Set exercise:
Repeat the lines of the listing below exactly, starting at the line that contains "agricultural field, one point per instance." and running through the last line, both included, and only those.

================

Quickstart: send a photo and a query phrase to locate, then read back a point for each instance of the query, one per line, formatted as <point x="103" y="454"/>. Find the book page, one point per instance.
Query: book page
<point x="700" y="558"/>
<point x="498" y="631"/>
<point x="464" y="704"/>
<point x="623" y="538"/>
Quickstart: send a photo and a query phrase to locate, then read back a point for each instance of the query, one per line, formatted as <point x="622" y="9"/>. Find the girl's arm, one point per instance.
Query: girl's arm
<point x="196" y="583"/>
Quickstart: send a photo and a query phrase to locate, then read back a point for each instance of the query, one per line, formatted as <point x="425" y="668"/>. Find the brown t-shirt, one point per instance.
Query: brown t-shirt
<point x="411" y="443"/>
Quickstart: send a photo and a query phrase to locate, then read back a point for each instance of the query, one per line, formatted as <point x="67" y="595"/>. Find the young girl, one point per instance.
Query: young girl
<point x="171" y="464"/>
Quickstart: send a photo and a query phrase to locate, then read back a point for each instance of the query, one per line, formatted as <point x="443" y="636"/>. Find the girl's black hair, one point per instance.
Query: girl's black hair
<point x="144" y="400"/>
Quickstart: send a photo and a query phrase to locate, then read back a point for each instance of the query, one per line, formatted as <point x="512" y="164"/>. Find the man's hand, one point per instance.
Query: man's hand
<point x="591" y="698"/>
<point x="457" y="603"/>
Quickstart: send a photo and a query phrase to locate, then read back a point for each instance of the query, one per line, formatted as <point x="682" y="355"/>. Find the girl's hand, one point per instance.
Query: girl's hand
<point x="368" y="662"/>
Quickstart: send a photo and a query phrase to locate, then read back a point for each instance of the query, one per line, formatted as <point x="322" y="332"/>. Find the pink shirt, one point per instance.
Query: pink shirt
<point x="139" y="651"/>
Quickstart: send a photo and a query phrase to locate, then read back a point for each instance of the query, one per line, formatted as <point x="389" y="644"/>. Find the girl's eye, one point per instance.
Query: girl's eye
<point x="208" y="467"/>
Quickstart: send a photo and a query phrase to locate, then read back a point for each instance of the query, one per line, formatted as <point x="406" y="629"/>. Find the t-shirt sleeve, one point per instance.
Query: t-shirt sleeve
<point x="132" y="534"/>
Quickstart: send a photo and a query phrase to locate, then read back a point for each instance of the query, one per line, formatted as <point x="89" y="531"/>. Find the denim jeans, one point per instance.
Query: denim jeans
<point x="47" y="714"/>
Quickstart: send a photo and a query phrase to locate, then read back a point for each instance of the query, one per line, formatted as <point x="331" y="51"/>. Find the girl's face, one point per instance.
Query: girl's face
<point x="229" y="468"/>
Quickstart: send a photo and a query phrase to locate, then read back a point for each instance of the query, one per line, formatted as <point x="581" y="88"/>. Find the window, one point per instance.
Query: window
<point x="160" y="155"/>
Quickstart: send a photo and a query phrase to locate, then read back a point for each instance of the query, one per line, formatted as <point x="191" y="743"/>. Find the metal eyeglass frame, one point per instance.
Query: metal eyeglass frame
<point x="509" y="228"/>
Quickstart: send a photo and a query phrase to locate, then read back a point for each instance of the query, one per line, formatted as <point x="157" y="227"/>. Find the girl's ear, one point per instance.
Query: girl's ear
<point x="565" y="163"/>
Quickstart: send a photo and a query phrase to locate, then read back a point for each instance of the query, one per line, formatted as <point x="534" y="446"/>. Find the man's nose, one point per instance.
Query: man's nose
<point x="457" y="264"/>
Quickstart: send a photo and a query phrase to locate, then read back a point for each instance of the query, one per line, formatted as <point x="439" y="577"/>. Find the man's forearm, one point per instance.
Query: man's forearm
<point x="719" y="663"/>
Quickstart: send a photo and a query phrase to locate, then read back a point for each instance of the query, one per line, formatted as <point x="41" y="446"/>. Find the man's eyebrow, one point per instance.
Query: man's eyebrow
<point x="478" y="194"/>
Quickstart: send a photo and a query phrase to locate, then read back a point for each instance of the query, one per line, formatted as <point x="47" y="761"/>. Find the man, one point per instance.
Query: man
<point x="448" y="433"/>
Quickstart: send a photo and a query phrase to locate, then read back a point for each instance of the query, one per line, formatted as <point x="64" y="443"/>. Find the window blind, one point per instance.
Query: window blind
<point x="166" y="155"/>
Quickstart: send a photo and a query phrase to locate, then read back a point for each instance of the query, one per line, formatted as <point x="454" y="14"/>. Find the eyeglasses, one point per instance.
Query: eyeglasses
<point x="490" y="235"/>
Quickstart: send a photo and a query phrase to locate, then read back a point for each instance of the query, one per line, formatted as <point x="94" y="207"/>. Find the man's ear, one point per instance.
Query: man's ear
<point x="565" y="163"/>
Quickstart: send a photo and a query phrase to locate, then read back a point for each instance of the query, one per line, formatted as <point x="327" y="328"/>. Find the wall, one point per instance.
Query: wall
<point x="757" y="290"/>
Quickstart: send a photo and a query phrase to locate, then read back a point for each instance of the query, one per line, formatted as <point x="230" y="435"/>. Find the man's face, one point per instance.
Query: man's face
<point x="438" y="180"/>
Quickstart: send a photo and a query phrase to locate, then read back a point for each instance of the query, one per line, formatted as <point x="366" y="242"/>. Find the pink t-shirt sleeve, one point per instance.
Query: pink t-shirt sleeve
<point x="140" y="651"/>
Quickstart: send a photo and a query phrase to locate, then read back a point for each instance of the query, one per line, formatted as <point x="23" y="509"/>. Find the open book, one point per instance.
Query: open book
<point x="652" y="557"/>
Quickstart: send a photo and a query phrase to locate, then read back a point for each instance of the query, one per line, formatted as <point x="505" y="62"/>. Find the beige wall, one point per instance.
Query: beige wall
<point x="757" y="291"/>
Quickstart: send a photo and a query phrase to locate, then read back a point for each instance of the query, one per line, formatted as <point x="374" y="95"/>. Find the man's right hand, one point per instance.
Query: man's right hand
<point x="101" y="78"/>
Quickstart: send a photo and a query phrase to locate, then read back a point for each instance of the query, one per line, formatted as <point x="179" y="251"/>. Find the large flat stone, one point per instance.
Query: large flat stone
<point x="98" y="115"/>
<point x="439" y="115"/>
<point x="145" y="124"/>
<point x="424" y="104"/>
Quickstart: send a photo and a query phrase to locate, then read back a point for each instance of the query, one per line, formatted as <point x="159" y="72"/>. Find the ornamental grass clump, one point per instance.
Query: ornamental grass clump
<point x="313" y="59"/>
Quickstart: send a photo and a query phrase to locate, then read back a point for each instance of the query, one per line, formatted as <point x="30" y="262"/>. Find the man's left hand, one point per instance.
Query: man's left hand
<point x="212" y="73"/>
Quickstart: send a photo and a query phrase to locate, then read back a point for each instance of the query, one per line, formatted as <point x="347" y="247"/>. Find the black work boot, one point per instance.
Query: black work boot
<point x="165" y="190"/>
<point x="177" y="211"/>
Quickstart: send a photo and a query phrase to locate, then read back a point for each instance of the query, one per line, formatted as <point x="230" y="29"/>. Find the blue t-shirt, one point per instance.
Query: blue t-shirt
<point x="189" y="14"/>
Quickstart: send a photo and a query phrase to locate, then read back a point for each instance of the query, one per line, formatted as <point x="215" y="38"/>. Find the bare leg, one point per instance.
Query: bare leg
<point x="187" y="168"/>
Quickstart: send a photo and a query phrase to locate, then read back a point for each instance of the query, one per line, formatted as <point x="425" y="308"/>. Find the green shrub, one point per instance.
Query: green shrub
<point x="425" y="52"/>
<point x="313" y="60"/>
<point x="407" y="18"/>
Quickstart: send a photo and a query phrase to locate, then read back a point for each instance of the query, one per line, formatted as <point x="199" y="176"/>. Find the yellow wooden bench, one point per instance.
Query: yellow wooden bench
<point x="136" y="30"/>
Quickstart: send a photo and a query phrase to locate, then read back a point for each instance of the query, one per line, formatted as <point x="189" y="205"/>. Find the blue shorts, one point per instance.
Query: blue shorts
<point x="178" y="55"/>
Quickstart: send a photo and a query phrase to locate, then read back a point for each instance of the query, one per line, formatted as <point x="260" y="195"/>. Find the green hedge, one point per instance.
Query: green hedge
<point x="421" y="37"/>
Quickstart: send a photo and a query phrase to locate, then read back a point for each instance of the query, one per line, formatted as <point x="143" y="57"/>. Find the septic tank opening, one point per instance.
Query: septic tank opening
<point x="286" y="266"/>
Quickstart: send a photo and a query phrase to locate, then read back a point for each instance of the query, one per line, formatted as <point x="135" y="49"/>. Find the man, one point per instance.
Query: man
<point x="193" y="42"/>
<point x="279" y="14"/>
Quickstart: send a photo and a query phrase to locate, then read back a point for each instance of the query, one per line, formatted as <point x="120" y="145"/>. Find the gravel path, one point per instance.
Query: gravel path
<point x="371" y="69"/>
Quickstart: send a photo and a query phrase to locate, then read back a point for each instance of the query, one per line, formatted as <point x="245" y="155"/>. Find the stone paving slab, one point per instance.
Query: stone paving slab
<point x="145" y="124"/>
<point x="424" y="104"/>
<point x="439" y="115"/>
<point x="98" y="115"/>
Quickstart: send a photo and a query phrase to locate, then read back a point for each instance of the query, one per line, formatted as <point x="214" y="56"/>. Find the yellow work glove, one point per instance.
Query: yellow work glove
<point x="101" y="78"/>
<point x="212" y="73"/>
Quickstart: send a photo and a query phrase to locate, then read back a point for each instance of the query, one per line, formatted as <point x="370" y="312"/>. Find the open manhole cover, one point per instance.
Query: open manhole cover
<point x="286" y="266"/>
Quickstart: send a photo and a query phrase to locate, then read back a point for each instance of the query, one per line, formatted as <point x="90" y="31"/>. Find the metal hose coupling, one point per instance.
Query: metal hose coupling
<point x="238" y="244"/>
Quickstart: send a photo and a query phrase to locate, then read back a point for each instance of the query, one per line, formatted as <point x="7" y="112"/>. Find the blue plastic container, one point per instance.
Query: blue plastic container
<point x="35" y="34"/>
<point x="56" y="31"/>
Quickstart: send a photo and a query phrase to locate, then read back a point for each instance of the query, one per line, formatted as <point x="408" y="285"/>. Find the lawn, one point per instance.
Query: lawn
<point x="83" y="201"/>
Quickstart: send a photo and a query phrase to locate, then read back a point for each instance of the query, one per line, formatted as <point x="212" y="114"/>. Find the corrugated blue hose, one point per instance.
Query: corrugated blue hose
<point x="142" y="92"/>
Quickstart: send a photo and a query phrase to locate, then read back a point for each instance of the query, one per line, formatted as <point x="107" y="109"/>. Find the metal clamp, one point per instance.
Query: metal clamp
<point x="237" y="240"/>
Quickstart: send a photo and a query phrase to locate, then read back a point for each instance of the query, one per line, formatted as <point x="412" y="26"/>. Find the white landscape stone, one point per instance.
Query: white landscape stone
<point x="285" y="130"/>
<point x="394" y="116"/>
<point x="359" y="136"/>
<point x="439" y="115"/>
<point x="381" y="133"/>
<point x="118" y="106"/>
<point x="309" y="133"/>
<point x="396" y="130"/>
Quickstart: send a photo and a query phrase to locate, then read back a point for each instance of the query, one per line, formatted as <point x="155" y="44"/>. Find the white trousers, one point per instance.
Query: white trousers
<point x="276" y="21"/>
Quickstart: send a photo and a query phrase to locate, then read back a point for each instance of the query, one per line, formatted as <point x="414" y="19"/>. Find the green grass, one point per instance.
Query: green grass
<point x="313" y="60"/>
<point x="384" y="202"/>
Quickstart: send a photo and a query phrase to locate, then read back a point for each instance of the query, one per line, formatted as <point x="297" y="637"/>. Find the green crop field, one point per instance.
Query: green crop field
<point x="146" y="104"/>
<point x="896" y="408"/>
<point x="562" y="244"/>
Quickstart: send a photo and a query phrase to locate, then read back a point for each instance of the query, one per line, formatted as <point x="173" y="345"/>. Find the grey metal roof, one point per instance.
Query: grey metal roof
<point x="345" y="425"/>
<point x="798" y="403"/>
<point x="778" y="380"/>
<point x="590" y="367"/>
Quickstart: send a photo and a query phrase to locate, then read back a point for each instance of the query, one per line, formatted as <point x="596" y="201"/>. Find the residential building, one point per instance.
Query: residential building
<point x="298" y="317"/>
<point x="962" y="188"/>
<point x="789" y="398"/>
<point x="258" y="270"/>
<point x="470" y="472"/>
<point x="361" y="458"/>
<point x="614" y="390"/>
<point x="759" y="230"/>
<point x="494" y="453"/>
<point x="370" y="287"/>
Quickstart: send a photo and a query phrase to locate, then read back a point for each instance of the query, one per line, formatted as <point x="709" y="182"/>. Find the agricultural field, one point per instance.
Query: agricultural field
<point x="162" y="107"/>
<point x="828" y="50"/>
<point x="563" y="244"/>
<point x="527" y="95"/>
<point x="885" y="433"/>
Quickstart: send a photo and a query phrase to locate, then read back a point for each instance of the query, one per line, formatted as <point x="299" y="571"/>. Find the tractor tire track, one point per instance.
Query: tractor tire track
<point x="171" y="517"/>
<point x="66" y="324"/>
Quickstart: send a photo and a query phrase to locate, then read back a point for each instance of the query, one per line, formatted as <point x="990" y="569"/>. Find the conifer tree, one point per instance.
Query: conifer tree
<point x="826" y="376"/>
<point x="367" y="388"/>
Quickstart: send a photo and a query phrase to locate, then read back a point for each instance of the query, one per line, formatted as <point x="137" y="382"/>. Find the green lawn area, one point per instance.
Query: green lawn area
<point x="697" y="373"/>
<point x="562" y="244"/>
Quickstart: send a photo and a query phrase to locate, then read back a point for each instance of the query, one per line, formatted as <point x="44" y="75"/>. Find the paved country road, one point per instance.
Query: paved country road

================

Result of this exercise:
Quickstart: send a photo and a query phrase to locate, then read back a point for each instance of the query, one per line, formatted as <point x="709" y="182"/>. Find the agricultural field, one point per instance.
Query: agricultural field
<point x="162" y="107"/>
<point x="828" y="50"/>
<point x="563" y="244"/>
<point x="527" y="95"/>
<point x="885" y="433"/>
Quickstart: send a photo and a query phrase to locate, then read back a point for each instance of the query, one per line, formatted as <point x="299" y="571"/>. Find the tractor tire track, one point per instance.
Query: tractor tire track
<point x="171" y="517"/>
<point x="66" y="324"/>
Quickstart: send a photo and a query phrase to locate, then read back a point for each instance of the query, one per line, formatted as <point x="990" y="569"/>. Find the conifer tree, one point per instance.
Query: conifer tree
<point x="826" y="376"/>
<point x="367" y="388"/>
Quickstart: send a photo and a query phrase to locate, then read back a point for each instance of the query, one per line, formatted as <point x="137" y="382"/>. Find the green lawn area, one point per instance.
Query: green lawn area
<point x="697" y="373"/>
<point x="562" y="244"/>
Quickstart: send a photo and a query phrase to locate, then read back a point for each instance of the query, one per line, formatted as <point x="44" y="75"/>. Find the paved country road, one point per instance.
Query: paved country road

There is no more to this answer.